*** Opening EXERCISE MATERIALS ***

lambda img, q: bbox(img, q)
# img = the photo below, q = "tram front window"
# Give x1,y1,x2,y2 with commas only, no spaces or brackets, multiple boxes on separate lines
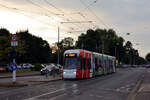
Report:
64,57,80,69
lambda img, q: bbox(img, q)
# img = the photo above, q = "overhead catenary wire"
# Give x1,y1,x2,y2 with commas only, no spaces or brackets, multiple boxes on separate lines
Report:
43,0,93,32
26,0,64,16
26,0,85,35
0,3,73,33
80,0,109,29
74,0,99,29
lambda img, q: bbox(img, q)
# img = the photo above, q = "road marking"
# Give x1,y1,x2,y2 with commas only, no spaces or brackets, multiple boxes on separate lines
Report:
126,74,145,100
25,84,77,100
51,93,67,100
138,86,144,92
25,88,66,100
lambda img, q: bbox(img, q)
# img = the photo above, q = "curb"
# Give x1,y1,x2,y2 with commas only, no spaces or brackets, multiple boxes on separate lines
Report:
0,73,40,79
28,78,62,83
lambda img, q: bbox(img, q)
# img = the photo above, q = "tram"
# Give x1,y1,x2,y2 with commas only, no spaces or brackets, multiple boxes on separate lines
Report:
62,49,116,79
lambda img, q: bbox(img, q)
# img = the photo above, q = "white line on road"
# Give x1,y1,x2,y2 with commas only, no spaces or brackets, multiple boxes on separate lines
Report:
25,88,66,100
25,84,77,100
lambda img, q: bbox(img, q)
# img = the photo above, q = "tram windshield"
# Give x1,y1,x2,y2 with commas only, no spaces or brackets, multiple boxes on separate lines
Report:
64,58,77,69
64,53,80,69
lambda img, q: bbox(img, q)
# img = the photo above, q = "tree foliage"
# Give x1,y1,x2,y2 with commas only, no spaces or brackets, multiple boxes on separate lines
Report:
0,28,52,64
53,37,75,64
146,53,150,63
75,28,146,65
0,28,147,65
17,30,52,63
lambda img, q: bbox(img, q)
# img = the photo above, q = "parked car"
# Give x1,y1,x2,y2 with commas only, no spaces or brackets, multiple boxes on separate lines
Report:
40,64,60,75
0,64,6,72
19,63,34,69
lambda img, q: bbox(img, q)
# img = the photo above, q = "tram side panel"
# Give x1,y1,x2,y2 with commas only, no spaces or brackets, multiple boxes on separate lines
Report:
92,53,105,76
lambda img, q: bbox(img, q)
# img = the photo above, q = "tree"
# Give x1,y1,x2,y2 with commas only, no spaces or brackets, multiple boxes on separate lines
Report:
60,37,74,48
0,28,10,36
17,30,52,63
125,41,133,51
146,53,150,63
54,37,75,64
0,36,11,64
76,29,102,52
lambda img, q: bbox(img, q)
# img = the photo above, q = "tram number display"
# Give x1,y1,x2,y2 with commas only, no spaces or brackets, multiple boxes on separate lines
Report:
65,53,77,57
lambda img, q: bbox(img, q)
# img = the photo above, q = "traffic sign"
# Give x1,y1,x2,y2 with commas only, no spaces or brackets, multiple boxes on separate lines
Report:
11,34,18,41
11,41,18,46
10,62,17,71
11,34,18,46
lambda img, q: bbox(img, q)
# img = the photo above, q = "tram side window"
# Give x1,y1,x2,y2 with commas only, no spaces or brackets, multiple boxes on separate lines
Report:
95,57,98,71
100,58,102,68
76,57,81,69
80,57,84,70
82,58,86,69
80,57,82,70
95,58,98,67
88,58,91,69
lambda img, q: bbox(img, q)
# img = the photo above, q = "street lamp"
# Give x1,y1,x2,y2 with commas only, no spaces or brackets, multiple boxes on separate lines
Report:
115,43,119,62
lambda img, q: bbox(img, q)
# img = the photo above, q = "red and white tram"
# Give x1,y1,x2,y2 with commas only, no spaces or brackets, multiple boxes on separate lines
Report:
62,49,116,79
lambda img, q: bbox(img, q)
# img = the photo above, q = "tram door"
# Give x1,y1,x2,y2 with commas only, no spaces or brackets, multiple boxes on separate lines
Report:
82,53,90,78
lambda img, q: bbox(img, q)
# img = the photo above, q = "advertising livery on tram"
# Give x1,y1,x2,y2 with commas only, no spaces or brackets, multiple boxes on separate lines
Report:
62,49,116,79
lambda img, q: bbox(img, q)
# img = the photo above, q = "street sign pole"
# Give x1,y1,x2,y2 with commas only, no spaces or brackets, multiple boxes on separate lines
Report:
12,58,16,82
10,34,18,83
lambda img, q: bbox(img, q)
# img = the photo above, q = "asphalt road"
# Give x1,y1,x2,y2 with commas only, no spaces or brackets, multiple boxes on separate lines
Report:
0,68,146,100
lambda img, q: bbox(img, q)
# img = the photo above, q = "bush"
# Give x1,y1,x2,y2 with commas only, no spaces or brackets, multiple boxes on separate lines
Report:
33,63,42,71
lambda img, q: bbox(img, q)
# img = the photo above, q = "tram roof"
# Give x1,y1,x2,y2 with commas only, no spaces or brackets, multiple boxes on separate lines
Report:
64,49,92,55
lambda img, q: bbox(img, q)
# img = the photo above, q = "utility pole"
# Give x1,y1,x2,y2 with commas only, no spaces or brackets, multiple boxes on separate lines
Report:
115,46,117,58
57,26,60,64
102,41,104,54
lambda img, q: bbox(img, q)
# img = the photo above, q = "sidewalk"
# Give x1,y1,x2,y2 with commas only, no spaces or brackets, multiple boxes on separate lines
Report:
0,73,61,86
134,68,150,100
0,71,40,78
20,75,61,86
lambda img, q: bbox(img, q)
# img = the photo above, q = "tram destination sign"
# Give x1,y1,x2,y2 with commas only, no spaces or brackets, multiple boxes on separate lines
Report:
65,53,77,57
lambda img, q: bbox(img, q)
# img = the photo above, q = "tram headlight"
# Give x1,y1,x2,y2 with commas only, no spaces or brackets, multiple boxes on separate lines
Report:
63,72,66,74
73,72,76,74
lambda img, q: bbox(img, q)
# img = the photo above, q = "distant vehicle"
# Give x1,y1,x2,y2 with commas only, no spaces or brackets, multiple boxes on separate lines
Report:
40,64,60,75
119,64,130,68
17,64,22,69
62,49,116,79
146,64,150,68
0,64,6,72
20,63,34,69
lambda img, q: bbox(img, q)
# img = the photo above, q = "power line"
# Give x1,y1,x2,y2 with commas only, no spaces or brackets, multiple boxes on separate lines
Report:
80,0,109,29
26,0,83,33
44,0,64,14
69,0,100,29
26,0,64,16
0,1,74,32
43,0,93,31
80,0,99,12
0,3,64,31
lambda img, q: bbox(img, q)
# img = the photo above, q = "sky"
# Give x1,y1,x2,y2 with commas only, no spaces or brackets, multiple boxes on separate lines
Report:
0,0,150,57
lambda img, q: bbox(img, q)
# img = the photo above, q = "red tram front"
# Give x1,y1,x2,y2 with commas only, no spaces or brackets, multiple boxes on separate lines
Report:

*** Closing EXERCISE MATERIALS ***

None of the pictures should be carried over when the data above is transcribed exactly.

* **WRITTEN ANSWER**:
lambda img, q: bbox(img, q)
# img = the photo below, q = "tram front window"
# Give x1,y1,x2,y2 with commas only, no spaces or brackets, multiple boxes on separate lines
Report:
64,57,80,69
lambda img, q: bbox(img, q)
# img = the photo above, q = "overhead catenary wire"
# Give x1,y1,x2,y2 with commas only, no spaces or brackets, multiple boxes on separate lines
Report:
43,0,93,32
26,0,64,16
26,0,85,35
0,3,73,33
80,0,109,29
74,0,99,29
lambda img, q: bbox(img, q)
# img = the photo above, q = "road marking"
# Give x1,y1,x2,y2 with commas only, no spaces or brackets, multiple boxes on separate lines
Report:
126,74,145,100
25,84,77,100
51,93,67,100
138,86,144,92
25,88,66,100
lambda img, q: bbox(img, q)
# img = the photo above, q = "curb"
# Give x1,y1,x2,y2 with commas only, no spaces or brackets, multiple boxes on separate lines
Report:
0,73,40,79
28,78,62,83
lambda img, q: bbox(img, q)
# img = the photo above, q = "tram"
# Give x1,y1,x2,y2 with commas only, no spaces or brackets, multiple boxes on separate lines
Report:
62,49,116,79
lambda img, q: bbox(img, q)
# img = the photo above, q = "white line on road"
# Give x1,y1,x2,y2 with commas only, no spaces or brackets, multiple boxes on separate lines
Report:
25,88,66,100
25,84,77,100
lambda img, q: bbox(img, q)
# img = the photo above, q = "tram windshield"
# Give x1,y1,x2,y2 with commas only, no spaces or brackets, multiple boxes on separate lines
Report:
64,58,77,69
64,53,80,69
lambda img, q: bbox(img, q)
# img = the photo above, q = "tree foliage"
# Give x1,y1,x2,y2 with commas only, no spaces or brackets, multiple boxes on separate lines
Report:
0,28,52,64
53,37,75,64
146,53,150,63
75,28,146,65
0,28,147,65
17,30,52,63
lambda img, q: bbox(img, q)
# img = the photo above, q = "parked car"
# Give x1,y1,x2,y2 with commas only, no spaces or brackets, multiple boxes on separate lines
Report:
40,64,60,75
0,64,6,72
19,63,34,69
lambda img, q: bbox(img, q)
# img = the photo above, q = "tram side panel"
# Give x1,y1,x2,y2 with commas only, no spaces or brackets, multiple boxes on separate lines
Report:
92,53,105,76
lambda img, q: bbox(img, q)
# img = the photo above, q = "tree"
# Give x1,y1,x2,y2 with commas only, no spaces or brackets, multiple boxes on separate lines
Report:
60,37,74,48
0,28,10,36
17,30,52,63
125,41,133,51
146,53,150,63
54,37,75,64
0,36,11,64
76,29,102,52
lambda img, q: bbox(img, q)
# img = the photo above, q = "tram number display"
# Give x1,y1,x2,y2 with commas only, no spaces or brackets, multiple boxes on separate lines
Report:
65,53,77,57
lambda img, q: bbox(img, q)
# img = the photo above, q = "traffic sign"
# Give x1,y1,x2,y2 with commas only, no spaces or brackets, multiple boxes on separate lines
Report:
11,34,18,41
11,41,18,46
10,62,17,71
11,34,18,46
lambda img, q: bbox(img, q)
# img = the photo above, q = "tram side window"
# Give x1,y1,x2,y2 with commas only, no spaces or brackets, multiple boxes on separate lines
Report:
95,57,98,71
100,58,102,68
76,57,81,69
80,57,84,70
82,58,86,69
80,57,82,70
95,58,98,67
88,58,91,69
lambda img, q: bbox(img, q)
# img = the photo above, q = "street lamp"
# Give x1,y1,x2,y2 with commas only, no spaces or brackets, multiple boxes on separate lines
Report:
115,43,119,62
lambda img, q: bbox(img, q)
# img = the photo above, q = "red and white tram"
# Give x1,y1,x2,y2 with commas only, no spaces or brackets, multiple boxes on separate lines
Report:
62,49,116,79
lambda img, q: bbox(img, q)
# img = the photo above, q = "tram door"
# Give x1,y1,x2,y2 with commas only, no spaces or brackets, multiple boxes on separate lines
Report:
82,53,90,78
lambda img, q: bbox(img, q)
# img = the photo above, q = "advertising livery on tram"
# Give x1,y1,x2,y2 with commas only, no spaces or brackets, multiple boxes on separate lines
Report:
62,49,116,79
lambda img, q: bbox(img, q)
# img = the photo above, q = "street sign pole"
# Give x1,y1,x2,y2 with commas only, no spaces or brackets, multiple boxes on separate lines
Report:
12,58,16,82
10,34,18,83
lambda img, q: bbox(img, q)
# img = the photo above, q = "asphalt road"
# Give x1,y1,x2,y2 with commas only, no spaces or brackets, multiple boxes on separate lines
Report:
0,68,146,100
lambda img, q: bbox(img, q)
# img = the photo above, q = "bush"
# Give x1,y1,x2,y2 with commas only, no spaces or brackets, multiple boxes on separate lines
Report:
33,63,42,71
lambda img, q: bbox(img, q)
# img = the photo above, q = "tram roof"
# Give x1,y1,x2,y2 with commas only, no spaces or brackets, multiple boxes on separate lines
Report:
64,49,92,55
lambda img, q: bbox(img, q)
# img = the photo above, q = "utility pole"
# Give x1,y1,x2,y2 with commas only, no spaces or brackets, multiple boxes on separate lines
Report:
115,46,117,58
57,26,60,64
102,41,104,54
lambda img, q: bbox(img, q)
# img = the photo above, q = "sidewalk"
# Give x1,y1,x2,y2 with commas only, no spaces or brackets, multiple boxes on separate lines
Report:
0,73,61,86
134,68,150,100
0,71,40,78
20,75,61,86
lambda img, q: bbox(img, q)
# img = the photo above, q = "tram destination sign"
# Give x1,y1,x2,y2 with commas only, no spaces or brackets, multiple boxes on separate lines
Report:
65,53,77,57
lambda img, q: bbox(img, q)
# img = the photo above, q = "tram headlight"
# Give x1,y1,x2,y2 with commas only, no spaces or brackets, multiple boxes on separate lines
Report:
63,72,66,74
73,72,76,74
lambda img, q: bbox(img, q)
# img = the photo above, q = "distant vehicle"
# Give x1,y1,x2,y2 with commas only, no spaces or brackets, multiple boxes on separate lines
Report:
40,64,60,75
119,64,130,68
17,64,22,69
62,49,116,79
146,64,150,68
0,64,6,72
20,63,34,69
lambda img, q: bbox(img, q)
# img = the photo above, q = "power line"
# Give x1,y1,x2,y2 with commas only, no spaces or brackets, multiple boxes on separate lines
Report:
80,0,109,29
26,0,83,33
44,0,64,14
69,0,100,29
26,0,64,16
0,1,74,32
43,0,93,31
80,0,99,12
0,3,64,31
lambda img, q: bbox(img, q)
# img = the photo above, q = "sky"
# Give x1,y1,x2,y2 with commas only, no spaces or brackets, multiple boxes on separate lines
Report:
0,0,150,57
lambda img, q: bbox(img, q)
# img = the photo above, q = "red tram front"
# Give x1,y1,x2,y2 with commas only, no spaces or brackets, multiple boxes on separate lines
Report:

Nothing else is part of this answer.